• [PROBLEMS TO WORK ON]:
1) In the article on prediction intervals, change "confident" to "certain" and write out the part starting at "Tag: technews" and ending at "range of likely values?".
2) Continue the article on prediction intervals from its last sentence.

• [PASSAGE]:
-- Begin --

Tag: technews

  • Adapted Prediction Intervals by Means of Conformal Predictions and a Custom Non-Conformity Score

    Adapted Prediction Intervals by Means of Conformal Predictions and a Custom Non-Conformity Score

    Arnaud Capitaine

    How confident should I be in a machine learning model’s prediction for a new data point? Could I get a range of likely values?

    Image by author

    When working on a supervised task, machine learning models can be used to predict the outcome for new samples. However, it is likely that the prediction from a new data point is incorrect. This is particularly true for a regression task where the outcome may take an infinite number of values.

    In order to get a more insightful prediction, we may be interested in (or even need) a prediction interval instead of a single point. Well informed decisions should be made by taking into account uncertainty. For instance, as a property investor, I would not offer the same amount if the prediction interval is [100000–10000 ; 100000+10000] as if it is [100000–1000 ; 100000+1000] (even though the single point predictions are the same, i.e. 100000). I may trust the single prediction for the second interval but I would probably take a deep dive into the first case because the interval is quite wide, so is the profitability, and the final price may significantly differs from the single point prediction.

-- End --

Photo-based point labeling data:

-- Begin --

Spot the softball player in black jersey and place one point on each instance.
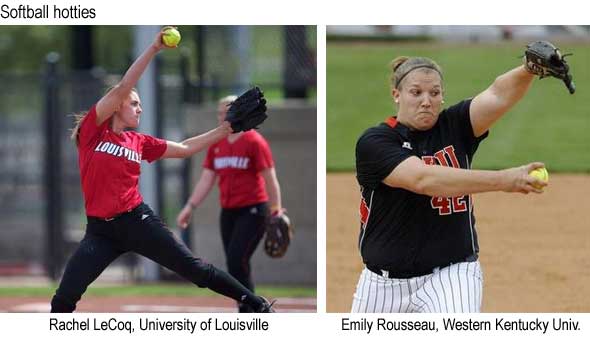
(417, 238)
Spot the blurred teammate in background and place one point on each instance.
(249, 193)
(118, 220)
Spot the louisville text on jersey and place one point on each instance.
(119, 151)
(236, 162)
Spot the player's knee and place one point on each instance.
(200, 273)
(61, 304)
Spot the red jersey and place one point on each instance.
(110, 166)
(238, 166)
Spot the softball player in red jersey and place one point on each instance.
(247, 184)
(118, 220)
(417, 238)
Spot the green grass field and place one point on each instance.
(154, 290)
(548, 125)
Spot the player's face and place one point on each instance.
(222, 112)
(130, 111)
(420, 99)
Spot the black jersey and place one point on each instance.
(403, 231)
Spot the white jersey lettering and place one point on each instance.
(235, 162)
(118, 151)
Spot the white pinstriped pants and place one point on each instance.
(455, 288)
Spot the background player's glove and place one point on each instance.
(279, 232)
(544, 59)
(247, 111)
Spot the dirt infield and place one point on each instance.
(534, 249)
(145, 304)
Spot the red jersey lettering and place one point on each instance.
(446, 205)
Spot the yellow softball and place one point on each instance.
(171, 37)
(540, 174)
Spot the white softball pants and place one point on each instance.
(455, 288)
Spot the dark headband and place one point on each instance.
(416, 67)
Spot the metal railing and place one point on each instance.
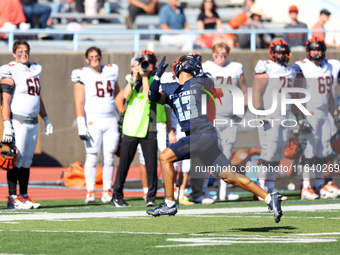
(138, 33)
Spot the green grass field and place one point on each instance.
(243, 227)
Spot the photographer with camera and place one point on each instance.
(139, 127)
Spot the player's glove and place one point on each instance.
(83, 132)
(237, 118)
(337, 118)
(120, 122)
(48, 126)
(8, 132)
(161, 68)
(305, 126)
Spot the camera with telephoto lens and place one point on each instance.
(142, 61)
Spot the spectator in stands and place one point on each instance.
(323, 18)
(295, 40)
(60, 6)
(247, 5)
(209, 19)
(138, 7)
(33, 9)
(12, 16)
(171, 16)
(80, 6)
(254, 22)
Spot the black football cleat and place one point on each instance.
(163, 209)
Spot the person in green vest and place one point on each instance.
(139, 127)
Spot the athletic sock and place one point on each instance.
(180, 193)
(12, 179)
(24, 176)
(169, 203)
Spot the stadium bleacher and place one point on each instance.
(115, 21)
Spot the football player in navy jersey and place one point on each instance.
(186, 98)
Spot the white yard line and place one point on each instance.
(184, 212)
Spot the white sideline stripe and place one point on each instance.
(51, 216)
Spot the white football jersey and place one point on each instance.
(26, 95)
(335, 72)
(99, 89)
(279, 77)
(223, 76)
(318, 82)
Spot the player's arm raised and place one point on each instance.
(244, 87)
(259, 85)
(154, 94)
(117, 89)
(43, 114)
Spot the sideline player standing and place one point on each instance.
(139, 126)
(315, 74)
(95, 89)
(271, 76)
(225, 73)
(201, 140)
(20, 106)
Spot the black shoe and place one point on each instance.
(150, 203)
(119, 202)
(275, 206)
(163, 209)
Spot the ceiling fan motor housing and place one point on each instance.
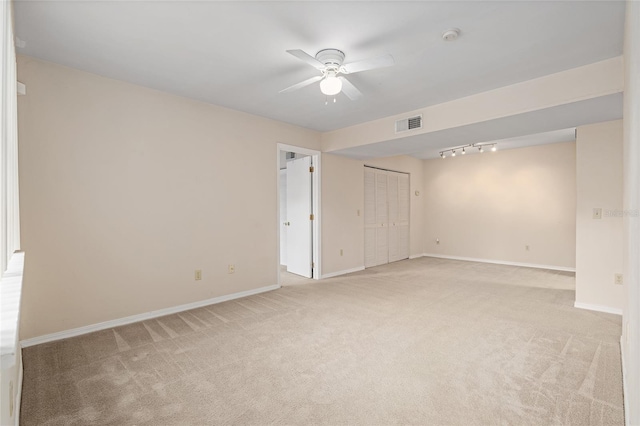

-- End --

• [THE ANSWERS]:
1)
Tag: technews

  • Adapted Prediction Intervals by Means of Conformal Predictions and a Custom Non-Conformity Score

    Adapted Prediction Intervals by Means of Conformal Predictions and a Custom Non-Conformity Score

    Arnaud Capitaine

    How certain should I be in a machine learning model’s prediction for a new data point? Could I get a range of likely values?

2)
    Prediction interval vs confidence interval

    Before continuing, I first would like to clarify the difference between these two definitions. It was not obvious for me when I started to learn conformal prediction. Since I may not be the only one being confused, this is why I would like to give additional explanation.

    • A (1-α) confidence interval [1] is an interval based on 2 statistics, ŝ_{lb} and ŝ_{ub}, which has a probability greater than (1-α) to contain the actual parameter that we try to estimate. Here θ is a parameter (not a random variable).

    ℙ([ŝ_{lb} ; ŝ_{ub}] ∋ θ) ≥ 1-α

    • A (1-α) prediction interval [2] is an interval based on 2 statistics, ŝ_{lb} and ŝ_{ub}, which has the following property: the target random variable has a probability greater than (1-α) of being inside this prediction interval. Here Y is a random variable (not a parameter).

    ℙ(Y∈[ŝ_{lb} ; ŝ_{ub}]) ≥ (1-α)

    Let’s consider an example to illustrate the difference. Let’s consider a n-sample of parent distribution N(μ, σ²). ŝ is the unbiased estimator of σ. <Xn> is the mean of the n-sample. I noted q the 1-α/2 quantile of the Student distribution of n-1 degree of freedom (to limit the length of the formula).

    • The symmetric confidence interval for μ is:

    [<Xn>-q*ŝ/√(n) ; <Xn>+q*ŝ/√(n)]

    • The symmetric prediction interval for X(n+1), a (n+1)th random variable from the same distribution N(μ, σ²), is:

    [<Xn>-q*ŝ*√(1+1/n)) ; <Xn>+q*ŝ*√(1+1/n)]

    Now that we have clarified these definitions, let’s come back to our goal: design insightful prediction intervals to make well informed decisions. There are many ways to design prediction intervals [2] [3]. We are going to focus on conformal predictions [4].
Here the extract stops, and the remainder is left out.